Encore minoritaire il y a quelques semaines, le variant Delta est désormais prédominant à Moscou, principal de foyer de l’épidémie en Russie, où il constituait fin juin près de 90% des nouveaux cas, selon le maire de Moscou, Sergueï Sobianine. Il est en passe de devenir “le variant le plus prévalent en Russie, car il est le plus contagieux”, explique Alexander Gorelov à l’agence russe TASS (en anglais).

Par ailleurs, le variant Delta plus, issu de la souche Delta, a été identifié sur le territoire russe. Le premier cas d’infection par cette souche a été détecté en Russie, a annoncé le 29 juin une responsable du Rospotrebnadzor, l’agence de santé publique fédérale, rapporte le Moscow Times (en anglais). Ce nouveau variant préoccupe particulièrement les autorités qui craignent qu’il ne soit encore plus contagieux ou encore plus résistant aux vaccins.

Parce que les Russes sont peu vaccinés

Si ces variants sont pointés du doigt, la faible couverture vaccinale est aussi en cause. Trop peu de Russes ont été vaccinés, regrettent les autorités. Au 2 juillet, seulement 16,60% de la population russe avait reçu au moins une première dose de vaccin selon Our World in Data et 12,06% de la population était complètement vaccinée.

Pourtant, la Russie a été le premier pays au monde à approuver un vaccin anti-Covid-19 en août 2020 et le pays a même produit son propre vaccin, le Spoutnik V. Mais la campagne de vaccination lancée en décembre patine. Si bien que le Kremlin a dû reconnaître dans la semaine qu’il ne serait pas en mesure d’atteindre l’objectif de 60% de vaccinés d’ici août, qu’il s’était fixé au printemps. “Il est évident qu’on n’atteindra pas les 60%”, a déclaré le porte-parole de la présidence russe, Dmitri Peskov. “Le taux d’acceptation a malheureusement été faible”, a-t-il regretté. Le Kremlin a rendu la vaccination gratuite et plusieurs régions, dont Moscou, ont mis en place des mesures incitatives comme l’introduction d’un pass sanitaire pour aller au restaurant. Mais ces dernières s’avèrent insuffisantes. D’autant plus que le marché de faux certificats de vaccination se développe à travers le pays.

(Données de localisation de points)
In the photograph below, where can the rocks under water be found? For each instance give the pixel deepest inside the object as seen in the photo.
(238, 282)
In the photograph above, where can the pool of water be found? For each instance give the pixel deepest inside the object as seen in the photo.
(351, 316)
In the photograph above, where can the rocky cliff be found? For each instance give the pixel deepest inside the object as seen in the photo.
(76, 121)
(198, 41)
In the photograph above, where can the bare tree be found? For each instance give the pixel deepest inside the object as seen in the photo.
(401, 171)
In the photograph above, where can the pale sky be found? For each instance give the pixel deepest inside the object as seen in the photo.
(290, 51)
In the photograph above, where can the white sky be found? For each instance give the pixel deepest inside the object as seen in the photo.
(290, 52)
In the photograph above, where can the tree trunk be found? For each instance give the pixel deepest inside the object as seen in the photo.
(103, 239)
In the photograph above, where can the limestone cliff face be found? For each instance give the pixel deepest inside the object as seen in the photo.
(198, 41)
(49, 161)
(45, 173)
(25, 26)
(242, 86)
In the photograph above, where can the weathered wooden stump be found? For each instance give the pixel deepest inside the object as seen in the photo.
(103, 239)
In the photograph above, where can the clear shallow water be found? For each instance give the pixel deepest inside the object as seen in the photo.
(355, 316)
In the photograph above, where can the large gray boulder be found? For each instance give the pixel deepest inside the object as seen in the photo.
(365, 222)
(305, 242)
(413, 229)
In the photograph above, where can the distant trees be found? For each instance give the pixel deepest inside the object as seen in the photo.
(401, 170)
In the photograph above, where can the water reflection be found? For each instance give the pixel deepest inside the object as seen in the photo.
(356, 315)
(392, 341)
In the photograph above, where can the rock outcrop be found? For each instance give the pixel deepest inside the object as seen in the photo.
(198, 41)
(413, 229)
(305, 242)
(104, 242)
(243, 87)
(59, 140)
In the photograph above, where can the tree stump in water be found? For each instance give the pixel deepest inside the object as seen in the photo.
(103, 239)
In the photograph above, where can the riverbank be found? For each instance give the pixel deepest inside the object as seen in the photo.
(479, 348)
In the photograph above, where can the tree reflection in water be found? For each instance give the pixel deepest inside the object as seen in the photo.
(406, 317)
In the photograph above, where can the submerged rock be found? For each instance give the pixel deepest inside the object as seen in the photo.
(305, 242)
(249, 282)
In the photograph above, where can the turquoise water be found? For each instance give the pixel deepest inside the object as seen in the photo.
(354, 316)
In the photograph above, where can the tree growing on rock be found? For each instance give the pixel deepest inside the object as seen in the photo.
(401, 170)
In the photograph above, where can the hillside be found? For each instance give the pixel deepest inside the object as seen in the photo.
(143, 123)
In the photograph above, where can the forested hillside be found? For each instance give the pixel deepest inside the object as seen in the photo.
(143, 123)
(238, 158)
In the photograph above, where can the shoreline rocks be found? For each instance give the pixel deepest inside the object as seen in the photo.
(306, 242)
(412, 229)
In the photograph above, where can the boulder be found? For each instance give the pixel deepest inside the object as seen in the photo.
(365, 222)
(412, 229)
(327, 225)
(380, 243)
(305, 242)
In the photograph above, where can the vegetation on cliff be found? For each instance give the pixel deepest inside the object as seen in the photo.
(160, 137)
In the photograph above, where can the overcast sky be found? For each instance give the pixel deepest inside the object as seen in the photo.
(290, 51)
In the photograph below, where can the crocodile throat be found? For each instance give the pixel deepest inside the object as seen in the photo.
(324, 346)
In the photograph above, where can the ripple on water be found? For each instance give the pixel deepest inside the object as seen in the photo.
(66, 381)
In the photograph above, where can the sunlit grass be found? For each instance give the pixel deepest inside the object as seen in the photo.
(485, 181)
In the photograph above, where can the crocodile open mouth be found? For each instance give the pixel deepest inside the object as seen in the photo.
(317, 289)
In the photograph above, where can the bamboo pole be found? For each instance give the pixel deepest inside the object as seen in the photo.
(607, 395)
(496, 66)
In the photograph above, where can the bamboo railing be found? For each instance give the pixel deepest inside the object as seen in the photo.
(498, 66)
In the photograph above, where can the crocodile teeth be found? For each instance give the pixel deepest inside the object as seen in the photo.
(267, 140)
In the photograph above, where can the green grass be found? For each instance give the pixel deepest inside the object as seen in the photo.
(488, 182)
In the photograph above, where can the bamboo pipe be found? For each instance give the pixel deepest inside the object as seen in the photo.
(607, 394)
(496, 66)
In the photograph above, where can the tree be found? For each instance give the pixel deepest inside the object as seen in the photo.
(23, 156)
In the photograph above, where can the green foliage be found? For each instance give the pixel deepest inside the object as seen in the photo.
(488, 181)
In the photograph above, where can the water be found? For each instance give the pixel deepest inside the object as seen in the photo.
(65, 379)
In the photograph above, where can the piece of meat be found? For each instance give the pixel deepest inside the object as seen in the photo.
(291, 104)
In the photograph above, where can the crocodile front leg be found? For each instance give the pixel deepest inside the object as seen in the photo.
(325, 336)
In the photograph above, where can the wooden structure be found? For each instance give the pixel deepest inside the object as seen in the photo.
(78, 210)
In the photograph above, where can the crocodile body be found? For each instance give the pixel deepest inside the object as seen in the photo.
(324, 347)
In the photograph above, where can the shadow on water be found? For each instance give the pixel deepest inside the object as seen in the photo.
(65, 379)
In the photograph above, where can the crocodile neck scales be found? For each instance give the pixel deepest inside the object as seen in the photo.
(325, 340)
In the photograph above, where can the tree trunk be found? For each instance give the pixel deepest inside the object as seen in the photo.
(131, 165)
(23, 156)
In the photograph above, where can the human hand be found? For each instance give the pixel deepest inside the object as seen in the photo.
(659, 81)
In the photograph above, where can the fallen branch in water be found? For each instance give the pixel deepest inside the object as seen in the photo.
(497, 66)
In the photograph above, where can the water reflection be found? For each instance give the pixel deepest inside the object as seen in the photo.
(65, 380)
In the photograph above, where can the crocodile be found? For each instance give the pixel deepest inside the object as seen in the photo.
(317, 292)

À faire:
**a)** D'après le texte sur l'épidémie en Russie, quelle part de la population russe était complètement vaccinée au 2 juillet ?
**b)** Donnez toutes les personnes nommées dans le texte sur l'épidémie en Russie.
**c)** Recopiez mot pour mot le passage du texte sur l'épidémie en Russie qui va de « Parce que les » à « était complètement vaccinée. », ces deux passages compris.

Réponses successives:
**a)** 12,06 % de la population.

**b)** Sergueï Sobianine, Alexander Gorelov, Dmitri Peskov

**c)**
Parce que les Russes sont peu vaccinés

Si ces variants sont pointés du doigt, la faible couverture vaccinale est aussi en cause. Trop peu de Russes ont été vaccinés, regrettent les autorités. Au 2 juillet, seulement 16,60% de la population russe avait reçu au moins une première dose de vaccin selon Our World in Data et 12,06% de la population était complètement vaccinée.